* **Extract**:
════════════════
Mochizuki Gyokkei 望月玉渓 (1874-1938)

Hotei Looking at the Moon

Inv. Nr. #18.016
Date Late Meiji, early Taishō period
Material Ink and colors on silk
Dimensions Mounting 120 x 64 cm; Painting 27,6 x 48,5 cm

Comes with inscribed wooden box, with authentication by his son Mochizuki Gyokusei.

Price: EUR 3,500

Mochizuki Gyokkei, the fifth heir of the Gyokusen painting tradition (also known as the Kyōto school), excelled not only in the naturalistic depiction of flowers and animals, but also in figure painting, as this fine example shows. In an unusual horizontal composition that creates a rather intimate atmosphere, Gyokkei depicted the famous, semi-legendary Zen monk Hotei pointing at the moon. The portly monk is shown carrying a large sack in his left hand, while the finger of his right hand points to the rising moon. The abbreviated scene and the suggestive use of empty space are associated with medieval Zen paintings. Gyokkei followed this tradition, but gave it a new meaning when his Hotei shows not something abstract above him, but something closer to earth on the horizon. The moon, often seen as a symbol of enlightenment, seems here not to be something far away, but something within everyone's reach.
════════════════
* **Tasks**:
A - Name every person mentioned in the description of the Hotei painting.
B - Carry on the description of the Hotei painting, picking up after its final sentence.

[Raw records]
════════════════
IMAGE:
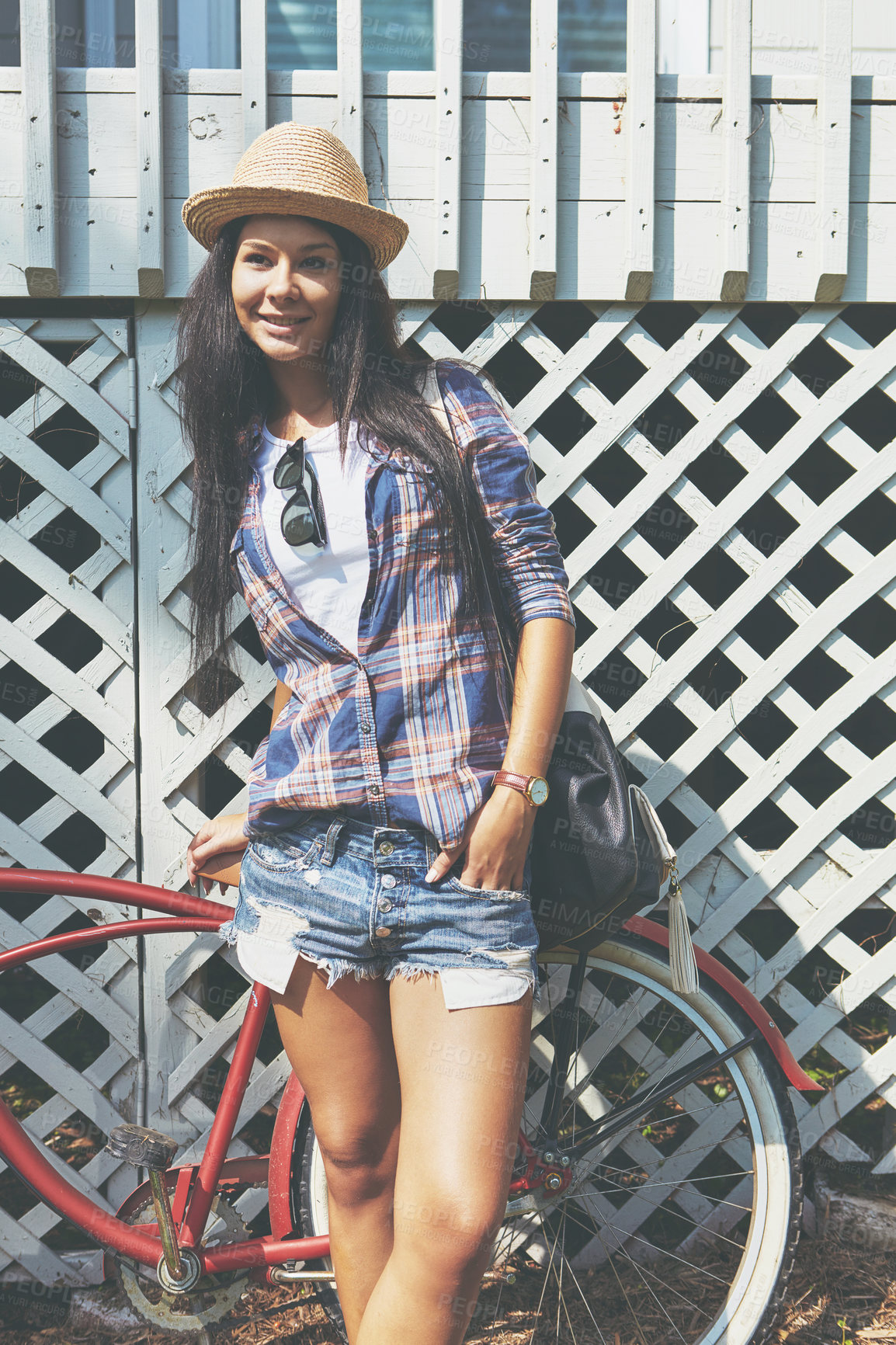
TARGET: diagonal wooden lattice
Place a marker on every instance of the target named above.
(710, 471)
(68, 782)
(818, 873)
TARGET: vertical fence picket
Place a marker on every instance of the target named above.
(835, 130)
(350, 81)
(40, 147)
(253, 58)
(641, 130)
(151, 229)
(735, 128)
(448, 60)
(543, 119)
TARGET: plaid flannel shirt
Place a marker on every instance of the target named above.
(412, 729)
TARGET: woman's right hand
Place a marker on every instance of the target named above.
(214, 837)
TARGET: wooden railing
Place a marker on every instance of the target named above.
(574, 202)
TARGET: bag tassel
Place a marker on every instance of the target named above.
(681, 951)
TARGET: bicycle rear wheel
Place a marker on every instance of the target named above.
(679, 1227)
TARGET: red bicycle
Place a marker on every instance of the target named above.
(657, 1189)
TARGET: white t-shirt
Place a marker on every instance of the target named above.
(328, 582)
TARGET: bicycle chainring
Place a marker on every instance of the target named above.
(210, 1299)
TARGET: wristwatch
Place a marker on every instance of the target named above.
(533, 786)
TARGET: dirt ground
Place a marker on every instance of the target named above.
(839, 1295)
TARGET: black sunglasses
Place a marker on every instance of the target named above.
(303, 516)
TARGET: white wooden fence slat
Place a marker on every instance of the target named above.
(835, 121)
(70, 384)
(68, 685)
(151, 241)
(846, 496)
(448, 55)
(253, 58)
(218, 1037)
(641, 128)
(794, 749)
(70, 593)
(714, 321)
(543, 220)
(23, 1247)
(749, 488)
(795, 848)
(80, 989)
(766, 678)
(68, 783)
(34, 461)
(36, 19)
(68, 1080)
(350, 99)
(736, 130)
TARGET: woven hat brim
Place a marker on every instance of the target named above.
(207, 211)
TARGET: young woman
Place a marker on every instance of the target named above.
(378, 839)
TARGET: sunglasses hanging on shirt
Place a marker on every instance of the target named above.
(303, 516)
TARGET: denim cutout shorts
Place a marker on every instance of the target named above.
(350, 896)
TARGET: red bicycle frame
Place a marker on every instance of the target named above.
(196, 1184)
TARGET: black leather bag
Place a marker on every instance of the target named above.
(599, 853)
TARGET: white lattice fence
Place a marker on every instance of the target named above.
(66, 752)
(723, 481)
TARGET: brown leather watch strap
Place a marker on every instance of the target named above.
(512, 777)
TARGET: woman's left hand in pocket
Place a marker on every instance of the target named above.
(495, 843)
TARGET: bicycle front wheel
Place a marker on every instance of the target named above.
(681, 1223)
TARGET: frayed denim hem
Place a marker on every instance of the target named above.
(338, 968)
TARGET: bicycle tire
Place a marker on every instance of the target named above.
(745, 1313)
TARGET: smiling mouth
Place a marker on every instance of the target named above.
(286, 323)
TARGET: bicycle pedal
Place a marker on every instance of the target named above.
(141, 1148)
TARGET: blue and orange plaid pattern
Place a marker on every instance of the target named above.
(411, 731)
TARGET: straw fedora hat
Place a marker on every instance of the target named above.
(295, 170)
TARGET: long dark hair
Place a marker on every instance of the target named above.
(225, 384)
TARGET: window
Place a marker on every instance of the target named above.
(591, 35)
(301, 35)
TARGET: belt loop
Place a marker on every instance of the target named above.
(332, 832)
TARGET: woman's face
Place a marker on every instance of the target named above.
(286, 286)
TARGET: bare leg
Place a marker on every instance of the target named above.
(463, 1079)
(339, 1044)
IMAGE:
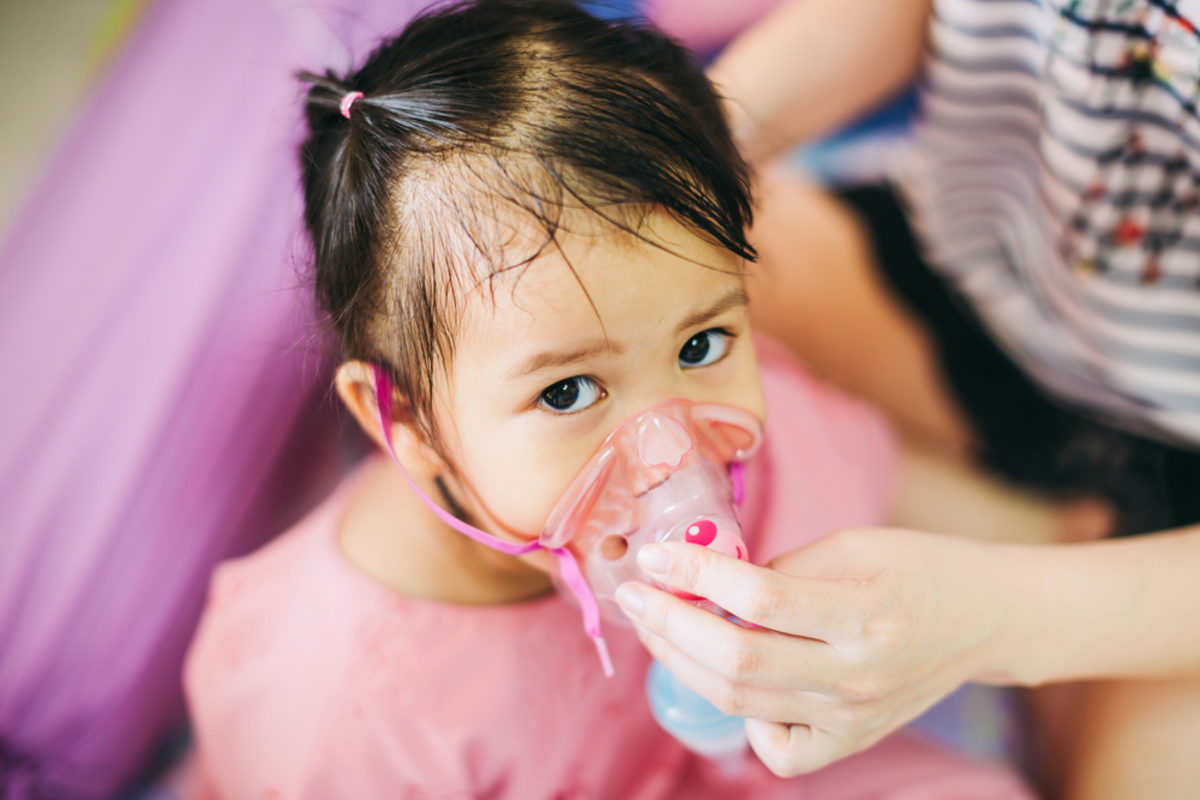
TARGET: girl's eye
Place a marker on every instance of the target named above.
(705, 348)
(571, 395)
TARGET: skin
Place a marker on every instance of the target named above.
(513, 456)
(865, 629)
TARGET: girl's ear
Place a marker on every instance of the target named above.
(355, 386)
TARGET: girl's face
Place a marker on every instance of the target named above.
(540, 376)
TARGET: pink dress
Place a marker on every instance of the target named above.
(307, 679)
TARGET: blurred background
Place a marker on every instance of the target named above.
(51, 52)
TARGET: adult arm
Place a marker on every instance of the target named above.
(811, 65)
(865, 629)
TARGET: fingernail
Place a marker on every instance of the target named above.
(654, 558)
(630, 596)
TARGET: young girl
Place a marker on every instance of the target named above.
(528, 228)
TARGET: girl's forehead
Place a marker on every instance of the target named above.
(600, 280)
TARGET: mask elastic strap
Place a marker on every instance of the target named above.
(570, 569)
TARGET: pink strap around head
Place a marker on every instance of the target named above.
(567, 563)
(347, 101)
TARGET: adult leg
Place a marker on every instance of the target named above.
(1135, 739)
(819, 290)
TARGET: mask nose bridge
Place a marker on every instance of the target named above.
(663, 440)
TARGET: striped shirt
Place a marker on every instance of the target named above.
(1055, 180)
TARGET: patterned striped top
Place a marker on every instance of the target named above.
(1055, 179)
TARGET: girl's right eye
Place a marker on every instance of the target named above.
(571, 395)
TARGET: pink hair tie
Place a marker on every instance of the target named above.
(347, 101)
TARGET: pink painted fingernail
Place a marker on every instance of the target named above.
(654, 558)
(631, 597)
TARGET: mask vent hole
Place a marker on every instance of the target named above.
(613, 547)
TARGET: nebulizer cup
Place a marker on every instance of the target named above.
(669, 474)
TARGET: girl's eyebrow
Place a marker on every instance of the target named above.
(732, 299)
(551, 359)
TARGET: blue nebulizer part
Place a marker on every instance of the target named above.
(699, 725)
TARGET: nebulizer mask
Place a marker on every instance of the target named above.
(671, 473)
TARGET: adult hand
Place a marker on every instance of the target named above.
(859, 633)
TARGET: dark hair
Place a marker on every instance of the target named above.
(541, 102)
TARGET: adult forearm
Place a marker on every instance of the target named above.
(811, 65)
(1120, 608)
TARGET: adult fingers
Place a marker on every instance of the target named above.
(736, 698)
(756, 656)
(813, 608)
(790, 750)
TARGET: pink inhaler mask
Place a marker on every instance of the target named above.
(671, 473)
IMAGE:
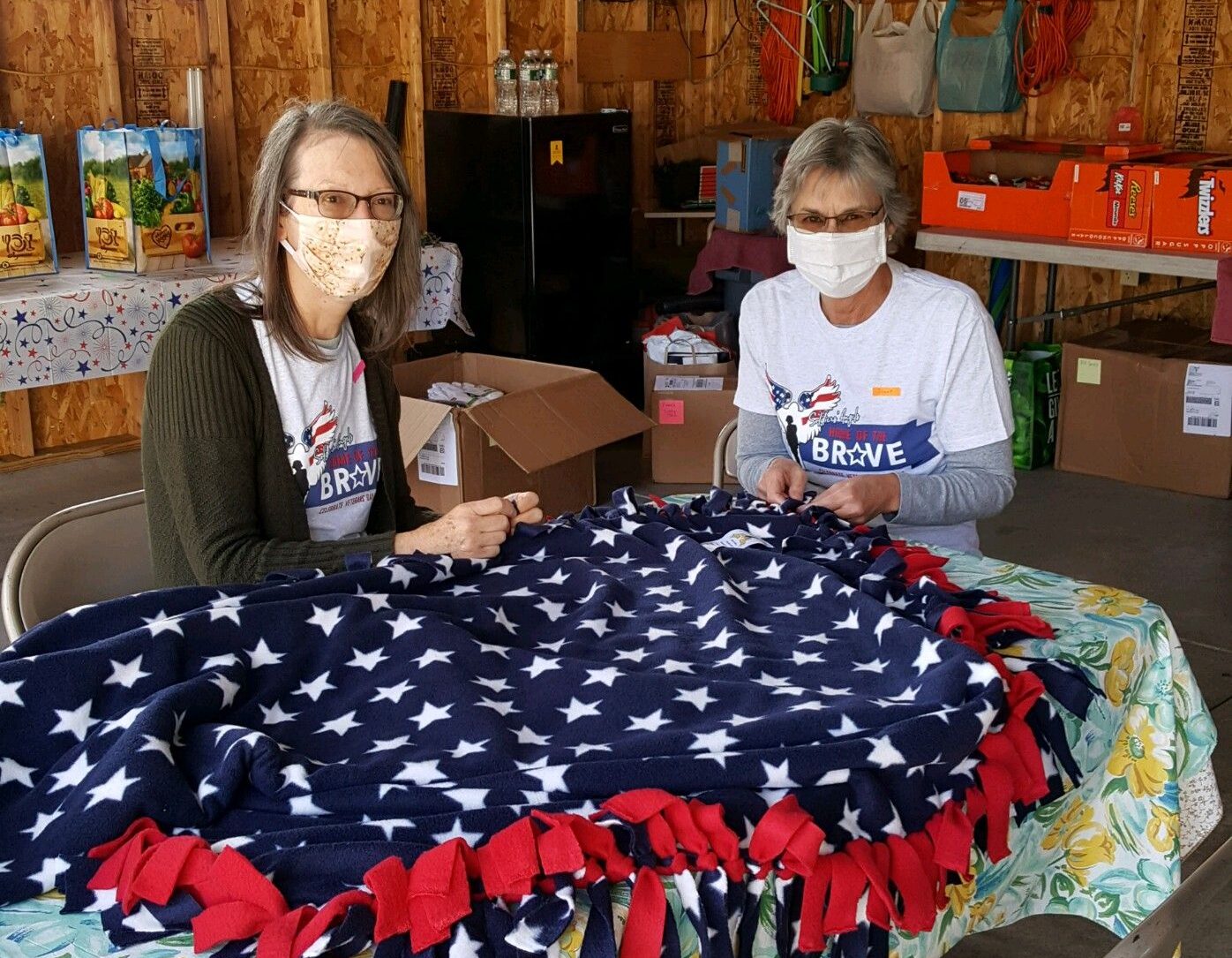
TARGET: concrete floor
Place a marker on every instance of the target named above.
(1173, 549)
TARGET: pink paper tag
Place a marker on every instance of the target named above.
(672, 412)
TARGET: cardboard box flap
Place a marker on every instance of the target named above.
(417, 422)
(552, 423)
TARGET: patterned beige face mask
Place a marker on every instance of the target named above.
(344, 258)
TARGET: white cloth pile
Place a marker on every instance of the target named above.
(684, 347)
(462, 394)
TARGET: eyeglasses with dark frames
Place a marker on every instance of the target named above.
(340, 204)
(849, 223)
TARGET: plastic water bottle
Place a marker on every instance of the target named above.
(507, 84)
(551, 89)
(529, 83)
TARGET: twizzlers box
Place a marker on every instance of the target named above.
(1193, 208)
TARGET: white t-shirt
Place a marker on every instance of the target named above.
(332, 444)
(920, 377)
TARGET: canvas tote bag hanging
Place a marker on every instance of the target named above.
(895, 69)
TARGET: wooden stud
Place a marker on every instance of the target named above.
(410, 40)
(221, 149)
(571, 87)
(133, 389)
(21, 426)
(111, 100)
(320, 72)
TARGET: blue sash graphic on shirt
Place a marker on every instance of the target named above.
(349, 471)
(865, 447)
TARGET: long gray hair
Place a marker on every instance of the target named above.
(850, 148)
(379, 318)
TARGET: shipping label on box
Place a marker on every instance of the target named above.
(1207, 400)
(687, 383)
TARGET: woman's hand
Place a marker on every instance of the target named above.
(860, 498)
(781, 479)
(472, 529)
(469, 531)
(526, 504)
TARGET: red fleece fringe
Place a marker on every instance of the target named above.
(905, 877)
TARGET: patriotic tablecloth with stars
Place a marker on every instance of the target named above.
(778, 672)
(80, 324)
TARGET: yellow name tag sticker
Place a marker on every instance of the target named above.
(1089, 372)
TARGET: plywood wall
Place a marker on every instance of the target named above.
(78, 62)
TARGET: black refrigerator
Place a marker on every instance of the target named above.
(540, 208)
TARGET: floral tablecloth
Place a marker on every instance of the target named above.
(1109, 851)
(80, 324)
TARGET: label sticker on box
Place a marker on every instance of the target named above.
(439, 457)
(672, 412)
(973, 201)
(687, 383)
(1089, 372)
(1207, 400)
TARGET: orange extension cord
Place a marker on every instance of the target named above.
(780, 68)
(1044, 55)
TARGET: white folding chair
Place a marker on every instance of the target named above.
(725, 455)
(86, 554)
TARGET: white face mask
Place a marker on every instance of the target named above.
(838, 264)
(342, 258)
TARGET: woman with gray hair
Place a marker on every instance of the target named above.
(865, 386)
(270, 435)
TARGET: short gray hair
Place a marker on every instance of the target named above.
(853, 148)
(382, 314)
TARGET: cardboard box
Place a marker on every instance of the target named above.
(1113, 204)
(689, 404)
(540, 435)
(749, 163)
(1193, 208)
(1150, 404)
(993, 208)
(145, 205)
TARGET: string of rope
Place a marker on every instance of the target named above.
(778, 64)
(1044, 44)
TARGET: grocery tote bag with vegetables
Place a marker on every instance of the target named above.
(143, 195)
(27, 242)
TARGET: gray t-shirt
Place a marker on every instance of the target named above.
(332, 445)
(923, 376)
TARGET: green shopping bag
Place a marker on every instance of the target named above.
(976, 74)
(1035, 394)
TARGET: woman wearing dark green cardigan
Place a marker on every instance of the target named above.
(270, 435)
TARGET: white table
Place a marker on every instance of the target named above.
(1019, 249)
(679, 216)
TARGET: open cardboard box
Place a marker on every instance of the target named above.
(540, 435)
(689, 404)
(1146, 402)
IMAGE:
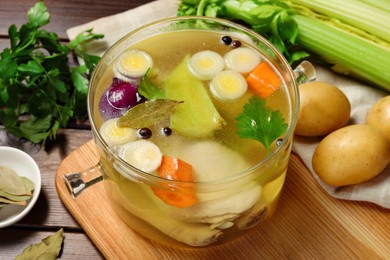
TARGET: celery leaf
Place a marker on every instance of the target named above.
(260, 123)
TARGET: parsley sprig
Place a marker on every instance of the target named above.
(261, 123)
(39, 91)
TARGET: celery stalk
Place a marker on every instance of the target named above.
(351, 54)
(361, 15)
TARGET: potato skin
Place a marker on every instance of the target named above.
(351, 155)
(323, 109)
(379, 116)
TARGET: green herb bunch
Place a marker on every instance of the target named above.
(39, 91)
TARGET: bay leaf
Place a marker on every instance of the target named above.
(7, 201)
(148, 113)
(49, 248)
(11, 182)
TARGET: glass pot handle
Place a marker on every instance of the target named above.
(305, 72)
(79, 181)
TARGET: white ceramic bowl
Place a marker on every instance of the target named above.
(25, 166)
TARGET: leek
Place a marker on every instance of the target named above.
(355, 40)
(361, 15)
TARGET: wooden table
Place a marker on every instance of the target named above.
(308, 224)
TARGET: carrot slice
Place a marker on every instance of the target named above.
(176, 170)
(263, 80)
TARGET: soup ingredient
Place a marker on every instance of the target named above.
(173, 194)
(193, 234)
(134, 63)
(121, 94)
(228, 85)
(261, 123)
(324, 108)
(345, 43)
(114, 135)
(351, 155)
(39, 91)
(263, 80)
(379, 116)
(142, 154)
(14, 189)
(242, 59)
(166, 131)
(227, 40)
(106, 110)
(213, 157)
(206, 64)
(48, 248)
(197, 115)
(219, 207)
(145, 133)
(148, 113)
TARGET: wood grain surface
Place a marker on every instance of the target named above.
(307, 224)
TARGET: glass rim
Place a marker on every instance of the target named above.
(148, 177)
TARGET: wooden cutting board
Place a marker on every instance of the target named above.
(308, 223)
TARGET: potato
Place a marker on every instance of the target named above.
(323, 109)
(379, 116)
(351, 155)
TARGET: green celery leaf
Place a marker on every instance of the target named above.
(49, 248)
(90, 61)
(13, 36)
(260, 123)
(149, 90)
(8, 66)
(40, 104)
(34, 129)
(59, 85)
(8, 118)
(38, 15)
(84, 37)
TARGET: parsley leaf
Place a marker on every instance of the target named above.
(149, 90)
(39, 91)
(260, 123)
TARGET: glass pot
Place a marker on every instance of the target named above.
(226, 207)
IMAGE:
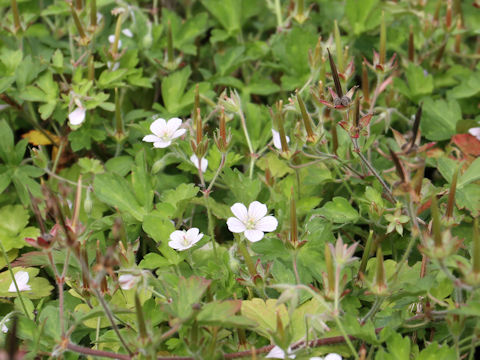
════════════════
* **Task-by-task outputs**:
A - Mochizuki Gyokkei, Hotei, Mochizuki Gyokusei

B -
 

Mochizuki Gyokkei has succeeded his father Mochizuki Gyokusen 望月玉泉 (1834-1913), an official painter of the imperial palace. From him, Gyokkei inherited his precise brushwork through his training in the fifth-generation family style, which goes back to his great-grandfather Mochizuki Gyokusen (1692–1755), who founded the family studio that combined elements of Chinese painting of the Kishi school with influences from Shen Nanping and Japanese painting of the Maruyama-Shijō school as well as Western painting techniques.


The painting is signed Mochi Gyokkei 望玉渓, and there is an interesting coincidence: the first character of his name alone stands for the full moon, the 15th day of the Japanese lunar calendar. The red seal reads Gyokkei. The old original wooden box is marked by Gyokkei on the outside: Hotei shōgetsu zu 布袋賞月圖 ('Painting of Hotei looking at the moon'). On the inside of the box is an inscription and authentication by his son, the sixth heir to the Gyokusen tradition, Mochizuki Gyokusei (1900-1951), dated 1950.

 

See other works by Gyokkei here.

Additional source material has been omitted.